## What is being asked
Quote all of the records below word for word, with every line kept in its original order.

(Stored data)
+ + + + +

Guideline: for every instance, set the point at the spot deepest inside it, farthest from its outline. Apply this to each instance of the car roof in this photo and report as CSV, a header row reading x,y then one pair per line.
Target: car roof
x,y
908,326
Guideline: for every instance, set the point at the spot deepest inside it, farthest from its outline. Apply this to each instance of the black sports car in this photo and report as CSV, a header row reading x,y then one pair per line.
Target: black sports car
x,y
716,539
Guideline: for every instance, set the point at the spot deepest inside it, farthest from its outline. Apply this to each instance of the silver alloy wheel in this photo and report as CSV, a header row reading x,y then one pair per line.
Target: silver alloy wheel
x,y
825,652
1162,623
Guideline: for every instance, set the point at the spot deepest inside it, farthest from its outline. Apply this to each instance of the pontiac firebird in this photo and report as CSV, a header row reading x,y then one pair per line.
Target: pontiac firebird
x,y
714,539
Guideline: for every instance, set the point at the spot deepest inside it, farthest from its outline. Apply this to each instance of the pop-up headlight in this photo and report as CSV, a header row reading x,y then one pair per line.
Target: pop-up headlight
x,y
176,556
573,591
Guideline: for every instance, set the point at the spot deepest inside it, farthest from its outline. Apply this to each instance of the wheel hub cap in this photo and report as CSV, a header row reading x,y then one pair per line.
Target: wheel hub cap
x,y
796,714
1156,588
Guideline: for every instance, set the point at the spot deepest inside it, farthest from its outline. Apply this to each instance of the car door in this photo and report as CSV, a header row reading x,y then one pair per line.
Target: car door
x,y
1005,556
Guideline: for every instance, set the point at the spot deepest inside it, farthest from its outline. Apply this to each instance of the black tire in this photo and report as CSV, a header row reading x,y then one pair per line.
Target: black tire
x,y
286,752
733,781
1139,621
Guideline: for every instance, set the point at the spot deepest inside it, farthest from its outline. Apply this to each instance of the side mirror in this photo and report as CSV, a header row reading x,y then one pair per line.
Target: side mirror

+ + + + +

## The response
Guideline: for every instance, set the point at the spot deepest inside it, farthest from its outline. Apply this to each instance of the car roof in this photo and report as CSV, a header row reading x,y then one pair per line.
Target: car roof
x,y
908,326
Guideline: for every instance, set the point at the spot deepest inside it, farthest from its outline. Apply this to each instance of the black sports car in this photo and report as CSV, a header row reading x,y then one pair per line.
Target: black sports car
x,y
716,539
Guideline: for every instance, set the point at the spot deepest inside it, farthest from its outline. Apply this to each instance of the silver alloy wheel in this photo and report as CSV, a header row reading x,y then one pair per line.
Target: silver alloy wheel
x,y
825,652
1162,623
Guideline: for every instance, set the point at the spot deepest inside it, farthest from its outline. Apply this to each instance of the pontiac firebird in this photo and report as CSV, a header row reading x,y then one pair per line.
Target: pontiac firebird
x,y
714,539
Guideline: for every instance, set the point at the spot deepest inside it, farthest from its outline. Apply this to each instance of the pop-up headlight in this photo and report as CSV, a header row reading x,y then one pair per line.
Target: pop-up headlight
x,y
176,556
573,591
Guideline: for every instance, set the point at the spot deepest inside it, farthest from its outline. Apply this to each instance of the wheel hub cap in this photo and report as CSV, a header row reading x,y then one pair per line.
Target: wheel hub cap
x,y
796,714
1156,588
Guideline: for every instance, set the point at the spot deepest inside it, farthest from its outline. Apply this to each instance of the car door in this photo and report as CSV, a header row reading x,y then one pair per line.
Target: car door
x,y
1005,556
Guideline: for every instance, set the point at the spot deepest inside it, farthest from its outline. Apply this to each instance of the black tire in this photo and report as CSV, a header row reading x,y then one pair per line.
Target: black tire
x,y
286,752
733,781
1139,621
Guideline: for every instance, set the point at the spot deepest inside it, farthest from its outline. Apply this to each instance of the side mirror in this photo and report as CSV, a header row reading x,y then one pair per line.
Target: side mirror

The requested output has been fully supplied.